[start Excerpted records]
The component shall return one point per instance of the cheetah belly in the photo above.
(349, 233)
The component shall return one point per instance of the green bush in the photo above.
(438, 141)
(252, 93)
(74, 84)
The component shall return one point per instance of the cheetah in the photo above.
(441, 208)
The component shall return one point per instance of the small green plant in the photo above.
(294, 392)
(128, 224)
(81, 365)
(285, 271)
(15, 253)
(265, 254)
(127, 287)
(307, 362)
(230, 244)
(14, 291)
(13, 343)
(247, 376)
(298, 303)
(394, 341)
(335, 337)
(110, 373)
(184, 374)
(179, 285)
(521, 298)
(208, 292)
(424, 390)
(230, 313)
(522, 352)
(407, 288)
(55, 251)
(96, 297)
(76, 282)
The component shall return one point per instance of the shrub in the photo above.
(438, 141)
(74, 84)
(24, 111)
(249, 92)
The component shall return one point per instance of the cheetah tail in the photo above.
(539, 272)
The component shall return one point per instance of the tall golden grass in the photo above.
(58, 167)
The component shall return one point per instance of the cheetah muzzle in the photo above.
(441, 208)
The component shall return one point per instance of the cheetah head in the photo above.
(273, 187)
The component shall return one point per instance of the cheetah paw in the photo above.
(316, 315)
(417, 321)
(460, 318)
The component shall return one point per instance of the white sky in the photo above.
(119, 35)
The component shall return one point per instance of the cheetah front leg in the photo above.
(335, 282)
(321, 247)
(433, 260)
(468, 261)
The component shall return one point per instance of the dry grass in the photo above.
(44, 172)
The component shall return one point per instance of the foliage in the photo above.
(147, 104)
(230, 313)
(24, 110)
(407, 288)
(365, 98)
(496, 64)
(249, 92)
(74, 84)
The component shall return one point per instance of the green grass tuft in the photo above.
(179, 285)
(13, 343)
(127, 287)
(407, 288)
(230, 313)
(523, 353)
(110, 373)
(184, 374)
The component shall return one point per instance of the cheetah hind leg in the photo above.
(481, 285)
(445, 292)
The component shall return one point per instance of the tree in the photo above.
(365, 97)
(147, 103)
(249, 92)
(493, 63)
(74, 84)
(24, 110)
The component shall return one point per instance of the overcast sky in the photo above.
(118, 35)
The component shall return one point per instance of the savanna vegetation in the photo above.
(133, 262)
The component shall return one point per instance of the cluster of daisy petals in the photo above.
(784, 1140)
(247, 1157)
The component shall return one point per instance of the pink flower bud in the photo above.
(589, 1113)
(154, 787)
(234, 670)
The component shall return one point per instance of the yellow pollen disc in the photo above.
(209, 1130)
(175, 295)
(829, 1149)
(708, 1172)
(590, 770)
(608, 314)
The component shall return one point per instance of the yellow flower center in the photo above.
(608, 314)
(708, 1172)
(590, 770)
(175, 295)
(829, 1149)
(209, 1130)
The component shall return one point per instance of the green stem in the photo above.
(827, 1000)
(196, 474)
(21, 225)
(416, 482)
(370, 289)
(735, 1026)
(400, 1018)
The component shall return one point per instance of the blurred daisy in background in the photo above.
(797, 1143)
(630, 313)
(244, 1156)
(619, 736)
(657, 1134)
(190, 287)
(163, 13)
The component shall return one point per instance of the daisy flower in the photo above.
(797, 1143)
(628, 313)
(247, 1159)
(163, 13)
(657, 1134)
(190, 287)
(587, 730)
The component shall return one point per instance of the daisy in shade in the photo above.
[end Excerpted records]
Can you lay out everything from the line containing "The component shall return one point per instance of the blurred" down to the end of the data above as a numbered list, skipping any blank lines?

Task output -
1. The component shall return one point per instance of the blurred daisy in background in the photo above.
2. (797, 1143)
3. (630, 313)
4. (244, 1156)
5. (619, 736)
6. (657, 1134)
7. (190, 287)
8. (163, 13)
9. The component shall return one point per instance of the daisy flower in the photo above.
10. (797, 1143)
11. (628, 313)
12. (247, 1159)
13. (163, 13)
14. (657, 1134)
15. (190, 287)
16. (587, 730)
17. The component shall return one point per instance of the daisy in shade in the photo above.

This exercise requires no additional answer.